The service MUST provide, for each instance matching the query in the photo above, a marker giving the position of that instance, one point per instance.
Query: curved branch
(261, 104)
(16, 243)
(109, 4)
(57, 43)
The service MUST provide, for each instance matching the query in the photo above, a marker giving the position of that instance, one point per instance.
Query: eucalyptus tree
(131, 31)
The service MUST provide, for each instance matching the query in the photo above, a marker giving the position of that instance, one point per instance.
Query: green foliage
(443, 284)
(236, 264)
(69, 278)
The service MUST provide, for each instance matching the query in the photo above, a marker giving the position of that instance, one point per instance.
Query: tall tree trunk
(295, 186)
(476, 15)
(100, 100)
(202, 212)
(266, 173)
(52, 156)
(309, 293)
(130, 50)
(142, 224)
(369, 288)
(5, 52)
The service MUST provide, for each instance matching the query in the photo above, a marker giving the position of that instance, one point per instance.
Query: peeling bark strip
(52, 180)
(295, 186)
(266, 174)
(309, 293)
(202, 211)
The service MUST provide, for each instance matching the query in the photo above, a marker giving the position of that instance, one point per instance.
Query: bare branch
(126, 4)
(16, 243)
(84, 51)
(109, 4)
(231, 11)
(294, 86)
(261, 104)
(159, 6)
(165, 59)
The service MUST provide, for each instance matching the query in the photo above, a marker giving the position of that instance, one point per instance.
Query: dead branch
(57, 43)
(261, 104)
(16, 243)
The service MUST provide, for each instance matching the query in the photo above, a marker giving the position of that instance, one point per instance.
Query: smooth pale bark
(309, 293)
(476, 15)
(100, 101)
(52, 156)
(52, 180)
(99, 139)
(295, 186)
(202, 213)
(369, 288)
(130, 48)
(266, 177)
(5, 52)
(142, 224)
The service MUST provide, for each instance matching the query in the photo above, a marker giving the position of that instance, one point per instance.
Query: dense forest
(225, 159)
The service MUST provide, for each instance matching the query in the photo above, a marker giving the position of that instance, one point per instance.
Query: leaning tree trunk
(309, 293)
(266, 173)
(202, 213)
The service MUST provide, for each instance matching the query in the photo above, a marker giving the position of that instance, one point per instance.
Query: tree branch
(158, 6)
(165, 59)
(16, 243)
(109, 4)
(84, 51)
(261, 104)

▶ _Task item_: Copy exactly the lines from the one with "Query: dense forest" through the last line of the material, keeping both ends.

▶ _Answer to this exercise_:
Query: dense forest
(225, 159)
The service MUST provide, for each instance matching the query in the photo above, a marker giving the position of that instance, one point per instance.
Query: leaning tree trunk
(309, 293)
(266, 173)
(202, 213)
The service MUST provide, for each instance matching the query in the photo above, a marker giving the position of that instance, one point per instance.
Query: tree branch
(158, 6)
(165, 59)
(16, 243)
(109, 4)
(84, 51)
(261, 104)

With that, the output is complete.